### Entries provided
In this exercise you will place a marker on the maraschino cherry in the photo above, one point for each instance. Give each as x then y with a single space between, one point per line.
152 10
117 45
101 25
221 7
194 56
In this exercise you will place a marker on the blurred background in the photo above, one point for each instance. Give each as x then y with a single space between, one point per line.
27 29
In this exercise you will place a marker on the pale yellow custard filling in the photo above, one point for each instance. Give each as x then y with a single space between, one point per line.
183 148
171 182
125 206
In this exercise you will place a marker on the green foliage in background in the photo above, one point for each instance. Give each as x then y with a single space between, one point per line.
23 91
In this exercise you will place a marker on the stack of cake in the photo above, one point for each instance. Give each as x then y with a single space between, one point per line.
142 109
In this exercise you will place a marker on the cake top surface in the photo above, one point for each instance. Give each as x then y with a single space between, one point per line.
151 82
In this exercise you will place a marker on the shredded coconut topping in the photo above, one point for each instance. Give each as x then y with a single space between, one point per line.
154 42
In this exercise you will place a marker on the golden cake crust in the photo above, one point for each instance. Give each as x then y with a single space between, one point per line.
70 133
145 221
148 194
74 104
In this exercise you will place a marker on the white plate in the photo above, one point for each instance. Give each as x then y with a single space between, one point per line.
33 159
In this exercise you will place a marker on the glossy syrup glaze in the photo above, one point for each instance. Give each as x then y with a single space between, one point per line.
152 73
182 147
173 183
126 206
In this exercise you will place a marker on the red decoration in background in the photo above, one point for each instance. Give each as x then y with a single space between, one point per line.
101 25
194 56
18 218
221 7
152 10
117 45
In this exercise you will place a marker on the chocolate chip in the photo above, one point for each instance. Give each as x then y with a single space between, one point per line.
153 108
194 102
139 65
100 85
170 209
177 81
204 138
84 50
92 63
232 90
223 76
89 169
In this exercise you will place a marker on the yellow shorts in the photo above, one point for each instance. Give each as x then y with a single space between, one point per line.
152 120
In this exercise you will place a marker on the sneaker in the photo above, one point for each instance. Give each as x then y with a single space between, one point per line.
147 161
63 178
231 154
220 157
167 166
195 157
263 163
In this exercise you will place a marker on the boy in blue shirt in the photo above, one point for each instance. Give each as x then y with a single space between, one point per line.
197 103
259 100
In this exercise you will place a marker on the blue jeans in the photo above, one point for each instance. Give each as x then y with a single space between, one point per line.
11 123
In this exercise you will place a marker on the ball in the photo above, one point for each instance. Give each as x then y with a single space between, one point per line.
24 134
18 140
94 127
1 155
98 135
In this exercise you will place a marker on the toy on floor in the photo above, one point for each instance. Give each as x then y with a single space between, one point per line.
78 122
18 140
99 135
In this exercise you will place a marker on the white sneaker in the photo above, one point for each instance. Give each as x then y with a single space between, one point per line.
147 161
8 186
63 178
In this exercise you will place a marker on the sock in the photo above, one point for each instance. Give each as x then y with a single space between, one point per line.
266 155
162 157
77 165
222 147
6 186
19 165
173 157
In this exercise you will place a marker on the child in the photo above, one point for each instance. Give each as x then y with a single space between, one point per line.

### Do this
In the listing above, find the line containing "In this exercise you will place a marker on the yellow" and please quote exactly that line through the last one, and no other lines.

### Written response
In this exercise you will place a marker on the yellow shorts in the photo above, one point for each instance. Give each as x then y with a single space between, one point per line.
152 120
In this exercise you will place a marker on the sneaker in the photo above, one point for each instance. Give each as x then y with a single space between, one point per line.
147 161
63 178
231 154
220 157
167 166
195 157
263 163
In this exercise you will place a marker on the boy in blue shirt in the photo above, one point for each instance. Give each as x then y with a single space between, one point per line.
197 103
259 100
In this exercise you will place a marker on the blue jeans in the photo above, one point for each instance. Give each as x then y with a single space between, one point per line.
11 123
In this exercise you will place a marker on the ball in the photo above, one point for each instance. Give each as x then y with a single space between, one point per line.
24 134
18 140
94 127
1 155
98 135
In this exercise you will place a marker on the toy on floor in the photo above, one point for each instance. Give each as x then y with a single space between, one point per line.
78 122
18 140
99 135
In this exercise you will place a marker on the white sneaker in the photo above, one point for each instance. Give each as x then y with a single space between, one point per line.
147 161
8 186
63 178
In this exercise you will place a marker on the sock in the photo above, one point for each instance. Give each as x then y with a single space between, one point per line.
266 155
162 157
77 165
222 147
6 186
19 165
173 157
In this exercise you will place a marker on the child in the photo above, one point for each instance. Give each as x then y with a single space between, one point per line.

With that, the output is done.